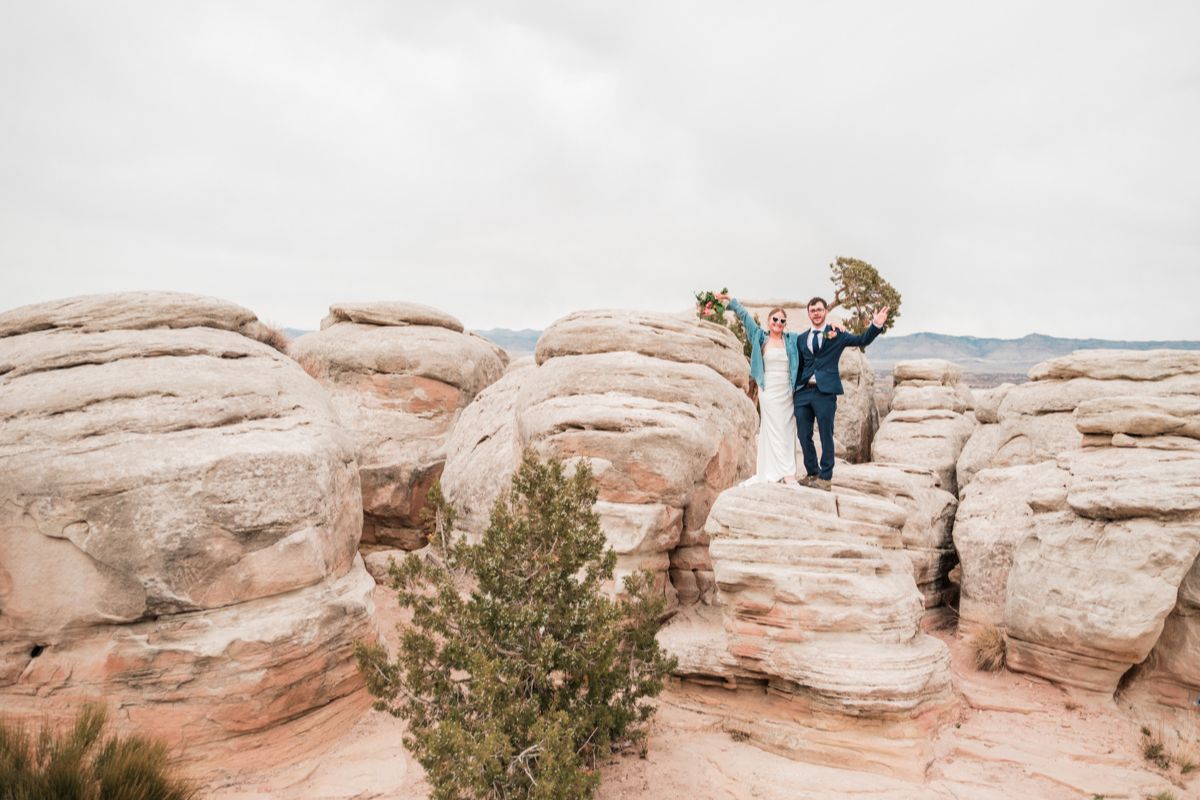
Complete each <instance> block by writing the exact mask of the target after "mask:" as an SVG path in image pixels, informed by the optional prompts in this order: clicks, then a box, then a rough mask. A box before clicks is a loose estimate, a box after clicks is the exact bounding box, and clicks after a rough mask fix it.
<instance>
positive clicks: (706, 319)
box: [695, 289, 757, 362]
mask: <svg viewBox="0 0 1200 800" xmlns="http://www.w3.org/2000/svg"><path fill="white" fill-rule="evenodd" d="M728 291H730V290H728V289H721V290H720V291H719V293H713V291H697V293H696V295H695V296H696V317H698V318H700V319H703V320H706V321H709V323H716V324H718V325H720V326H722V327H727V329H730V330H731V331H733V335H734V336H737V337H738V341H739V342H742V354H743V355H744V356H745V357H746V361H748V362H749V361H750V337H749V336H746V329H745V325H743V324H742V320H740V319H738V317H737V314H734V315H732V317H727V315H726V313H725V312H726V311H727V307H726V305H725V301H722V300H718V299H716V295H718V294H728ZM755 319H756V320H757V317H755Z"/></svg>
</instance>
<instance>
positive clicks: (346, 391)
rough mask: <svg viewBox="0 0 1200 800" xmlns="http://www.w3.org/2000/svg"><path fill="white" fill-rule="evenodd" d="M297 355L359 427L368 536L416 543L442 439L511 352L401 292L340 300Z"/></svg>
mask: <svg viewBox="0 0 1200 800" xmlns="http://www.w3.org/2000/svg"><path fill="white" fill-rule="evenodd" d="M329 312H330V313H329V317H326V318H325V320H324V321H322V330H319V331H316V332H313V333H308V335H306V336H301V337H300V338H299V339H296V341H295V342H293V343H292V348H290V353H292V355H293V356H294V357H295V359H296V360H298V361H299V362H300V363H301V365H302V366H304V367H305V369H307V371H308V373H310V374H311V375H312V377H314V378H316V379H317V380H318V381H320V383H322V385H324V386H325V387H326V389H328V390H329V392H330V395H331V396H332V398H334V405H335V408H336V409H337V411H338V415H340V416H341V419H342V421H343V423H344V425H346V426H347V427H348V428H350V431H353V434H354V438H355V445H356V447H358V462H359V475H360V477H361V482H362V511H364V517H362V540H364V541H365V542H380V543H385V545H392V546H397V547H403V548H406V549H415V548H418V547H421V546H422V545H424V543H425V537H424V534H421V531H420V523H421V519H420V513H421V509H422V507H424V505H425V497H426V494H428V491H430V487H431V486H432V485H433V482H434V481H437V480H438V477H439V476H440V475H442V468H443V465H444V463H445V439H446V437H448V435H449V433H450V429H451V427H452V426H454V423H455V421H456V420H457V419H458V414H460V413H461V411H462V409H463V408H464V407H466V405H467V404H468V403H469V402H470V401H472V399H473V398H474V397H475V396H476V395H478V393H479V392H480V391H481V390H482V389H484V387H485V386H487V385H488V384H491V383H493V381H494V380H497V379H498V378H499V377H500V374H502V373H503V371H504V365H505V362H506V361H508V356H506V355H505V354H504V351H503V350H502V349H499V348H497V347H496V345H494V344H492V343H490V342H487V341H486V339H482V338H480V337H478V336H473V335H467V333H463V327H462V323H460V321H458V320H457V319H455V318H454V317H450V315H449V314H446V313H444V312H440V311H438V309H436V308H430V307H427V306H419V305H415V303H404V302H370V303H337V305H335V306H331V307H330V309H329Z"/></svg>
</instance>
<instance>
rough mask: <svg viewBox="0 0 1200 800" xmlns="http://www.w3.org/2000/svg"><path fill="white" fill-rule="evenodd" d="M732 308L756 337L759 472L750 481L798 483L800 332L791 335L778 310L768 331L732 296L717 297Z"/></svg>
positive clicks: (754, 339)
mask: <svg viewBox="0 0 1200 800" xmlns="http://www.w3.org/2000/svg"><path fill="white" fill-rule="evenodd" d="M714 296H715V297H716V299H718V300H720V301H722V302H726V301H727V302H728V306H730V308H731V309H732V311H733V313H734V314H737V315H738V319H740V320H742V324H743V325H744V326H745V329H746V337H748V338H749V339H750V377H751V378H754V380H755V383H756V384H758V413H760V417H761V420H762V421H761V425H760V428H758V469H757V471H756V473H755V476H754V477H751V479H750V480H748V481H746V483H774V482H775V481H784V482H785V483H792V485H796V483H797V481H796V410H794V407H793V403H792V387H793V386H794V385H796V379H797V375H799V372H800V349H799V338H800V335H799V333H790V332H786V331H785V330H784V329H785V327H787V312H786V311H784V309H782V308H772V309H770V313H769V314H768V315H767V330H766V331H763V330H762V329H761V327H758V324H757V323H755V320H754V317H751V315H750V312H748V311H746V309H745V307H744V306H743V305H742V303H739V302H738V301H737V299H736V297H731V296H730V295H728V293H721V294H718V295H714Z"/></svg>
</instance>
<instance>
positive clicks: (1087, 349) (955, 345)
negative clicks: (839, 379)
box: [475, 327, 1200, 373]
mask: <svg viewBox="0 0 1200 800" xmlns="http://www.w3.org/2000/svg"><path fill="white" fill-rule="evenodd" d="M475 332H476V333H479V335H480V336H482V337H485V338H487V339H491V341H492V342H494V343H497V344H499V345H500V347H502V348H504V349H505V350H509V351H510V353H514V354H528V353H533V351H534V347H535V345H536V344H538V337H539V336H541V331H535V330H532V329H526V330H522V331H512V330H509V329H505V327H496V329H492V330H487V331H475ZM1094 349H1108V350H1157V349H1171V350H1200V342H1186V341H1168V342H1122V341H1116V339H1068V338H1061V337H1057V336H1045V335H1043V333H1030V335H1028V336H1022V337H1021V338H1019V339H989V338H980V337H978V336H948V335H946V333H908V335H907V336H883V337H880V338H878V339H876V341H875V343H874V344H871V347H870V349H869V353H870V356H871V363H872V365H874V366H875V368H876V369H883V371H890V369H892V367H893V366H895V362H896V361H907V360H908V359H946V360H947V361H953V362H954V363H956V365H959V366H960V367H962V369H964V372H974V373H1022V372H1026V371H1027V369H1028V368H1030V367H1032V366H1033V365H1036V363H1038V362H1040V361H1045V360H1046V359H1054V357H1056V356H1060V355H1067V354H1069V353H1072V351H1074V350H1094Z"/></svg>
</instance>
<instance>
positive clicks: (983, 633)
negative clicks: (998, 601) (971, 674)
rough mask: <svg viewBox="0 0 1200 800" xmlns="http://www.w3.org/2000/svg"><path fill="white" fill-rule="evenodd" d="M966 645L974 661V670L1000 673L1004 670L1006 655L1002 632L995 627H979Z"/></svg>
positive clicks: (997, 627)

+---+

(EXERCISE PROMPT) Before printing the records again, strip out the pictures; change nothing else.

(EXPECTED OUTPUT)
Complete each <instance> block by writing the exact mask of the target after "mask:" as an SVG path in image pixels, informed by the optional prompts in this order: clicks, then a box, then a rough mask. A box before clicks is a loose estimate, a box after clicks is the exact bounding box, and clicks after a rough mask fix it.
<instance>
positive clicks: (706, 319)
box: [695, 289, 757, 362]
mask: <svg viewBox="0 0 1200 800" xmlns="http://www.w3.org/2000/svg"><path fill="white" fill-rule="evenodd" d="M728 291H730V290H728V289H721V290H720V291H719V293H713V291H697V293H696V295H695V296H696V317H698V318H700V319H703V320H706V321H709V323H716V324H718V325H720V326H722V327H727V329H730V330H731V331H733V335H734V336H737V337H738V341H739V342H742V354H743V355H744V356H745V357H746V361H748V362H749V361H750V337H749V336H746V329H745V325H743V324H742V320H740V319H738V317H737V314H734V315H732V317H727V315H726V313H725V312H726V311H727V307H726V305H725V301H722V300H718V299H716V295H718V294H728ZM755 319H756V320H757V317H755Z"/></svg>
</instance>
<instance>
positive clicks: (346, 391)
rough mask: <svg viewBox="0 0 1200 800" xmlns="http://www.w3.org/2000/svg"><path fill="white" fill-rule="evenodd" d="M297 355L359 427L368 536L416 543L442 439L511 352L401 292L340 300Z"/></svg>
mask: <svg viewBox="0 0 1200 800" xmlns="http://www.w3.org/2000/svg"><path fill="white" fill-rule="evenodd" d="M329 312H330V313H329V317H326V318H325V320H324V321H322V330H319V331H316V332H313V333H308V335H306V336H301V337H300V338H299V339H296V341H295V342H293V343H292V348H290V353H292V355H293V356H294V357H295V359H296V360H298V361H299V362H300V363H301V365H302V366H304V367H305V369H307V371H308V373H310V374H311V375H312V377H314V378H316V379H317V380H318V381H320V383H322V385H324V386H325V387H326V389H328V390H329V392H330V395H331V396H332V398H334V405H335V408H336V409H337V411H338V415H340V416H341V419H342V421H343V423H344V425H346V426H347V427H348V428H350V431H353V434H354V438H355V445H356V447H358V462H359V475H360V477H361V482H362V511H364V517H362V540H364V541H365V542H380V543H385V545H392V546H397V547H403V548H406V549H415V548H418V547H421V546H422V545H424V543H425V537H424V534H421V531H420V523H421V519H420V513H421V509H422V507H424V505H425V497H426V494H428V491H430V487H431V486H432V485H433V482H434V481H437V480H438V477H439V476H440V475H442V468H443V465H444V463H445V439H446V437H448V435H449V433H450V429H451V427H452V426H454V423H455V421H456V420H457V419H458V414H460V413H461V411H462V409H463V408H464V407H466V405H467V404H468V403H469V402H470V401H472V399H473V398H474V397H475V396H476V395H478V393H479V392H480V391H481V390H482V389H484V387H485V386H487V385H488V384H491V383H493V381H494V380H497V379H498V378H499V377H500V374H502V373H503V371H504V365H505V362H506V361H508V356H506V355H505V354H504V351H503V350H502V349H499V348H497V347H496V345H494V344H492V343H490V342H487V341H486V339H482V338H480V337H478V336H473V335H467V333H463V327H462V323H460V321H458V320H457V319H455V318H454V317H450V315H449V314H446V313H444V312H440V311H438V309H436V308H430V307H427V306H419V305H415V303H404V302H370V303H337V305H335V306H331V307H330V309H329Z"/></svg>
</instance>
<instance>
rough mask: <svg viewBox="0 0 1200 800" xmlns="http://www.w3.org/2000/svg"><path fill="white" fill-rule="evenodd" d="M732 308L756 337L759 472L750 481L798 483L800 332L791 335L778 310L768 331L732 296L717 297Z"/></svg>
positive clicks: (754, 339)
mask: <svg viewBox="0 0 1200 800" xmlns="http://www.w3.org/2000/svg"><path fill="white" fill-rule="evenodd" d="M714 296H715V297H716V299H718V300H720V301H722V302H726V301H727V302H728V306H730V308H731V309H732V311H733V313H734V314H737V315H738V319H740V320H742V324H743V325H744V326H745V329H746V337H748V338H749V339H750V377H751V378H754V380H755V383H756V384H758V413H760V417H761V420H762V421H761V425H760V428H758V469H757V471H756V473H755V476H754V477H751V479H750V480H748V481H746V483H774V482H775V481H784V482H785V483H792V485H796V483H797V481H796V410H794V407H793V403H792V387H793V386H794V385H796V379H797V375H799V372H800V349H799V338H800V335H799V333H790V332H786V331H785V330H784V329H785V327H787V312H786V311H784V309H782V308H772V309H770V313H769V314H768V315H767V330H766V331H763V330H762V329H761V327H758V324H757V323H755V320H754V317H751V315H750V312H748V311H746V309H745V307H744V306H743V305H742V303H739V302H738V301H737V299H736V297H731V296H730V295H728V293H721V294H718V295H714Z"/></svg>
</instance>
<instance>
positive clicks: (1087, 349) (955, 345)
negative clicks: (839, 379)
box: [475, 327, 1200, 373]
mask: <svg viewBox="0 0 1200 800" xmlns="http://www.w3.org/2000/svg"><path fill="white" fill-rule="evenodd" d="M475 332H476V333H479V335H480V336H482V337H485V338H487V339H491V341H492V342H494V343H497V344H499V345H500V347H502V348H504V349H505V350H509V351H510V353H514V354H528V353H533V351H534V347H535V345H536V344H538V337H539V336H541V331H535V330H532V329H526V330H522V331H512V330H509V329H505V327H496V329H492V330H487V331H475ZM1094 349H1108V350H1157V349H1171V350H1200V342H1186V341H1168V342H1122V341H1116V339H1068V338H1061V337H1057V336H1045V335H1043V333H1030V335H1028V336H1022V337H1021V338H1019V339H989V338H980V337H978V336H948V335H946V333H908V335H907V336H883V337H880V338H878V339H876V341H875V343H874V344H871V347H870V349H869V353H870V356H871V363H872V365H874V366H875V368H876V369H883V371H890V369H892V367H893V366H895V362H896V361H907V360H908V359H946V360H947V361H953V362H954V363H956V365H959V366H960V367H962V369H964V372H974V373H1022V372H1026V371H1027V369H1028V368H1030V367H1032V366H1033V365H1036V363H1038V362H1040V361H1045V360H1046V359H1054V357H1056V356H1060V355H1067V354H1069V353H1072V351H1074V350H1094Z"/></svg>
</instance>
<instance>
positive clicks: (983, 633)
negative clicks: (998, 601) (971, 674)
rough mask: <svg viewBox="0 0 1200 800" xmlns="http://www.w3.org/2000/svg"><path fill="white" fill-rule="evenodd" d="M966 645L974 661V670L1000 673L1004 670L1006 655L1002 632L995 627H979Z"/></svg>
positive clicks: (997, 627)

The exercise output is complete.